# [Given data]
------
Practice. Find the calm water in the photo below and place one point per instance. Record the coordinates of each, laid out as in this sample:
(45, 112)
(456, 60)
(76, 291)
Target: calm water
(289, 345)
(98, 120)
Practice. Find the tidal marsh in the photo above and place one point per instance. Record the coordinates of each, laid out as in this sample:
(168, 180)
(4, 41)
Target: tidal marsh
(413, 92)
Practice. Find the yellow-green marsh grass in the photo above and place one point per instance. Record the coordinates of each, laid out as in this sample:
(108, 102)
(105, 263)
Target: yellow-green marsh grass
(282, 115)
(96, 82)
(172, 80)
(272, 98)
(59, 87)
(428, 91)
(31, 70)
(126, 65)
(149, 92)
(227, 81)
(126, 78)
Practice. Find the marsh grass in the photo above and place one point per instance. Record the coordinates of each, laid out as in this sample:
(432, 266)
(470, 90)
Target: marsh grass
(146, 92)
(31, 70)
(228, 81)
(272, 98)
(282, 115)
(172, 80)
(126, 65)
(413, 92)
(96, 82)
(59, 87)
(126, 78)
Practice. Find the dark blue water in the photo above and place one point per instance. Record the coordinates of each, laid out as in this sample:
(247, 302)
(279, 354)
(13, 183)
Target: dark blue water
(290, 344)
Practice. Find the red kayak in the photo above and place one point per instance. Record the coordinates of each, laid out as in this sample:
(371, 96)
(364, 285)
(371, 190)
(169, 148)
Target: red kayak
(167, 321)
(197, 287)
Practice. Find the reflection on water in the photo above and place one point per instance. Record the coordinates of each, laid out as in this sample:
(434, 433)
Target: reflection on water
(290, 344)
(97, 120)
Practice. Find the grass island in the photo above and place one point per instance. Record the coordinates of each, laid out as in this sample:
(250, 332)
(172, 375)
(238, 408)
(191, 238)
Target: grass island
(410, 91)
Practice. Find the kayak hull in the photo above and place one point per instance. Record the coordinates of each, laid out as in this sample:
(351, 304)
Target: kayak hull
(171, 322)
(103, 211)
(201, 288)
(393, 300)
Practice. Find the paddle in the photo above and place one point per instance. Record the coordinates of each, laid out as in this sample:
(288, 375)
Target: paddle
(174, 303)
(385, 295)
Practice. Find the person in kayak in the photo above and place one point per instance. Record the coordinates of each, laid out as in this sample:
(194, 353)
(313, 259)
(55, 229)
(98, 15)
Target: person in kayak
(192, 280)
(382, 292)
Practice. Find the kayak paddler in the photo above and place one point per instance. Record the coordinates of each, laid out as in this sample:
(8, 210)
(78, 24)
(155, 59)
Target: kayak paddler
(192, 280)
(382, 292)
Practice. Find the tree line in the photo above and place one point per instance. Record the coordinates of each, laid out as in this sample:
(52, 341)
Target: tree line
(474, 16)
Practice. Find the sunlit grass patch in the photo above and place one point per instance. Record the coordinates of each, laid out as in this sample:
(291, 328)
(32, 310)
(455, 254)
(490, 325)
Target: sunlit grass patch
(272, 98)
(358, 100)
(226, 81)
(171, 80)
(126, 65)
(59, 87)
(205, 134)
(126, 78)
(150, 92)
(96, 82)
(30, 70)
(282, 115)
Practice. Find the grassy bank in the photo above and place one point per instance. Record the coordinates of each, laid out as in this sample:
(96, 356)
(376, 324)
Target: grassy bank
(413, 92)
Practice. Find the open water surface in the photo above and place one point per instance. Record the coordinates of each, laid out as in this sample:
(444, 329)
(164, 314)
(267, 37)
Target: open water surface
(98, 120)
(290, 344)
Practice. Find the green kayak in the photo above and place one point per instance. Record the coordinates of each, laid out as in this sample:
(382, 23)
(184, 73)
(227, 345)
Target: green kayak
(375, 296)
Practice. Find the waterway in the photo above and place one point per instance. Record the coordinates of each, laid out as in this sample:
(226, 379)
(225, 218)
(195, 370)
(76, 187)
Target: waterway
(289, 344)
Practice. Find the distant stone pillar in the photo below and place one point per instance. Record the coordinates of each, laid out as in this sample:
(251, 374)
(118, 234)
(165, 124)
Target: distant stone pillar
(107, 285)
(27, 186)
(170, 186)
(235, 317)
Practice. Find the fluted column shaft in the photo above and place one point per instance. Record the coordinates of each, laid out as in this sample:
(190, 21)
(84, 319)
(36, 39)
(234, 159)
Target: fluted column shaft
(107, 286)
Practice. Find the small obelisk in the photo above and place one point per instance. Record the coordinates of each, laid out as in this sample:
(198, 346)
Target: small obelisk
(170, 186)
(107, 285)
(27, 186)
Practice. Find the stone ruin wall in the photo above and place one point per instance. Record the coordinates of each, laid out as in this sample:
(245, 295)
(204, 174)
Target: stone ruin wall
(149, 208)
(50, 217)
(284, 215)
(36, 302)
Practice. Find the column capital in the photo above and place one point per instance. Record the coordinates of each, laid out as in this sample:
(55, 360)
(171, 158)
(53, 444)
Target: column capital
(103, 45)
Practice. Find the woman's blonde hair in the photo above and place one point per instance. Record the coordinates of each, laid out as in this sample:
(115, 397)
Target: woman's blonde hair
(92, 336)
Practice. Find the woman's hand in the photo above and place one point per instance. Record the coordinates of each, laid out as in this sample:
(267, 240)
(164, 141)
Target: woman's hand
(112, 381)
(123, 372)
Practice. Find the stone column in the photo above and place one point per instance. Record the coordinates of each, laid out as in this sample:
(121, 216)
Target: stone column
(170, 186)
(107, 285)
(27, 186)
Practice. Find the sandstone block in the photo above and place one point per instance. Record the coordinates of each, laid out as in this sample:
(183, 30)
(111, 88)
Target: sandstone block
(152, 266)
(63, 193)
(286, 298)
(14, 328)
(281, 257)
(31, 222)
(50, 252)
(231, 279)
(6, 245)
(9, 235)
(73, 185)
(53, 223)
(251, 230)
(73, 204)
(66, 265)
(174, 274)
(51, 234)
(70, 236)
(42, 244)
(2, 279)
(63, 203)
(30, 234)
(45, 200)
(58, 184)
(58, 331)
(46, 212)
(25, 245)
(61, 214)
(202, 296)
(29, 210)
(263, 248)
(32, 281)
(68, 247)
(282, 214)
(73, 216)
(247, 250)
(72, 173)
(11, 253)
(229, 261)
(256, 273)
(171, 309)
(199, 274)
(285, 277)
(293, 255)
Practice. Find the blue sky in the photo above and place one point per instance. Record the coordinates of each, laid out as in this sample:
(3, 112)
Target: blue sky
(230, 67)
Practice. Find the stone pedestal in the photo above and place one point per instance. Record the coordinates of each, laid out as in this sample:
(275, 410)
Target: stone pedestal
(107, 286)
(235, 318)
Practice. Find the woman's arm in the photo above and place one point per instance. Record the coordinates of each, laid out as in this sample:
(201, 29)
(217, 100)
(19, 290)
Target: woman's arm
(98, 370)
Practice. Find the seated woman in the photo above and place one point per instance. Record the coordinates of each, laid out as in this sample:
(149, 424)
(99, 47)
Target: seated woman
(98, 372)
------
Copy out the data shown above without altering anything.

Practice. Find the calm water in the photo below and place one point per instance. Record the coordinates of each, laid out as in this sample:
(45, 112)
(456, 60)
(76, 291)
Target: calm water
(289, 345)
(98, 120)
Practice. Find the tidal marsh in the photo above and place one point per instance. Record the coordinates of each, laid out as in this sample:
(168, 180)
(4, 41)
Target: tidal marsh
(413, 92)
Practice. Find the yellow-green marsh grass in the photo above and place one point per instance. Record the coordinates of each, laid out as in this sample:
(108, 102)
(105, 263)
Target: yellow-green marsh grass
(282, 115)
(96, 82)
(172, 80)
(272, 98)
(59, 87)
(428, 91)
(31, 70)
(126, 65)
(149, 92)
(227, 81)
(126, 78)
Practice. Find the marsh grass in the photo above and place one point per instance. Record the coordinates of each, laid out as in this sample:
(432, 266)
(470, 90)
Target: marsh grass
(146, 92)
(31, 70)
(228, 81)
(272, 98)
(282, 115)
(172, 80)
(126, 65)
(413, 92)
(96, 82)
(59, 87)
(126, 78)
Practice. Find the dark blue water in the photo above and place one point per instance. Record the coordinates of each, laid out as in this sample:
(247, 302)
(279, 354)
(13, 183)
Target: dark blue water
(290, 344)
Practice. Find the red kayak in the photo above and place one point per instance. Record the coordinates of each, laid out as in this sample:
(371, 96)
(364, 285)
(371, 190)
(169, 148)
Target: red kayak
(167, 321)
(197, 287)
Practice. Find the reflection on water in the photo above and place one point per instance. Record the coordinates of each, laid out as in this sample:
(434, 433)
Target: reflection on water
(290, 344)
(97, 120)
Practice. Find the grass island in the photo above and place one point per instance. Record the coordinates of each, laid out as in this sample:
(250, 332)
(172, 375)
(238, 408)
(191, 238)
Target: grass island
(410, 91)
Practice. Find the kayak hull in the photo above and place one point per instance. Record the coordinates of each, laid out as in this sample:
(351, 304)
Target: kayak hull
(171, 322)
(103, 211)
(201, 288)
(393, 300)
Practice. Find the paddle in the photo above and place one point per instance. Record the coordinates of each, laid out as in this sample:
(288, 375)
Target: paddle
(174, 303)
(385, 295)
Practice. Find the person in kayak in the photo above and place one point per instance. Record the coordinates of each, laid out as in this sample:
(194, 353)
(313, 259)
(55, 229)
(98, 15)
Target: person in kayak
(192, 280)
(382, 292)
Practice. Find the kayak paddler in the photo above and place one point per instance. Record the coordinates of each, laid out as in this sample:
(8, 210)
(78, 24)
(155, 59)
Target: kayak paddler
(192, 280)
(382, 292)
Practice. Find the tree line in the photo above and place one point per instance. Record the coordinates of each, laid out as in this sample:
(52, 341)
Target: tree line
(474, 16)
Practice. Find the sunlit grass patch in the photo above and place one point per instance. Record the coordinates of each, laid out as in this sample:
(291, 328)
(32, 310)
(455, 254)
(490, 325)
Target: sunlit grass patch
(272, 98)
(358, 100)
(226, 81)
(171, 80)
(126, 65)
(59, 87)
(205, 134)
(126, 78)
(150, 92)
(96, 82)
(30, 70)
(282, 115)
Practice. Find the grassy bank in the photo above and place one point per instance. Record the coordinates of each, laid out as in this sample:
(96, 356)
(376, 324)
Target: grassy bank
(413, 92)
Practice. Find the open water surface in the photo above and place one point per instance. Record the coordinates of each, laid out as in this sample:
(444, 329)
(164, 314)
(267, 37)
Target: open water surface
(98, 120)
(290, 344)
Practice. Find the green kayak in the photo above and place one point per instance. Record the coordinates of each, laid out as in this sample:
(382, 23)
(184, 73)
(227, 345)
Target: green kayak
(375, 296)
Practice. Find the waterway in the photo above and place one point per instance. Record the coordinates of each, laid out as in this sample:
(226, 379)
(225, 218)
(195, 370)
(76, 187)
Target: waterway
(289, 344)
Practice. Find the distant stone pillar in the photo below and place one point per instance. Record the coordinates of each, laid out as in this sample:
(251, 374)
(118, 234)
(165, 124)
Target: distant stone pillar
(107, 285)
(27, 186)
(170, 186)
(235, 317)
Practice. Find the fluted column shaft in the photo above and place one point per instance. Record the coordinates of each, laid out as in this sample:
(190, 21)
(84, 319)
(36, 39)
(234, 159)
Target: fluted column shaft
(107, 286)
Practice. Find the small obelisk in the photo above and place one point per instance. Record the coordinates of each, laid out as in this sample:
(198, 346)
Target: small obelisk
(170, 186)
(107, 285)
(27, 186)
Practice. Find the stone ruin wall in the photo above and place one point per instance. Record the coordinates of each, laid out as in this sample:
(245, 295)
(204, 174)
Target: stone ruin wall
(149, 208)
(50, 217)
(284, 215)
(36, 302)
Practice. Find the column capital in the photo above and place one point per instance. Record the coordinates of each, laid out as in this sample:
(55, 360)
(171, 158)
(53, 444)
Target: column capital
(103, 45)
Practice. Find the woman's blonde hair in the photo above and place one point per instance. Record the coordinates of each, laid out as in this sample:
(115, 397)
Target: woman's blonde hair
(92, 336)
Practice. Find the woman's hand in the photo above and place one point per instance. Record the coordinates of each, laid out as in this sample:
(267, 240)
(164, 141)
Target: woman's hand
(112, 381)
(123, 372)
Practice. Find the stone column in the photo above and place one point per instance. Record the coordinates of each, laid out as in this sample:
(121, 216)
Target: stone column
(170, 186)
(107, 285)
(27, 186)
Practice. Find the sandstone block in the photo above and place one point per instance. Record the coordinates of each, laid out as in this sample:
(183, 30)
(111, 88)
Target: sandstone block
(152, 266)
(63, 193)
(286, 298)
(14, 328)
(281, 257)
(31, 222)
(50, 252)
(231, 279)
(6, 245)
(9, 235)
(73, 185)
(53, 223)
(251, 230)
(73, 204)
(66, 265)
(174, 274)
(51, 234)
(70, 236)
(42, 244)
(2, 279)
(63, 203)
(30, 234)
(45, 200)
(58, 184)
(58, 331)
(46, 212)
(25, 245)
(61, 214)
(202, 296)
(29, 210)
(263, 248)
(32, 281)
(68, 247)
(282, 214)
(73, 216)
(247, 250)
(72, 173)
(11, 253)
(229, 261)
(256, 273)
(171, 309)
(199, 274)
(285, 277)
(293, 255)
Practice. Find the blue sky in the photo above and place one point per instance. Record the coordinates of each, laid out as in this sample:
(3, 112)
Target: blue sky
(230, 67)
Practice. Find the stone pedestal in the photo above and place one point per instance. Record the coordinates of each, laid out as in this sample:
(275, 410)
Target: stone pedestal
(107, 286)
(235, 318)
Practice. Find the woman's arm in the photo above and place one point per instance. Record the coordinates of each, laid out as in this sample:
(201, 29)
(217, 100)
(19, 290)
Target: woman's arm
(98, 370)
Practice. Find the seated woman in the photo above and place one point per instance. Record the coordinates of each, laid out as in this sample:
(149, 424)
(99, 47)
Target: seated woman
(98, 372)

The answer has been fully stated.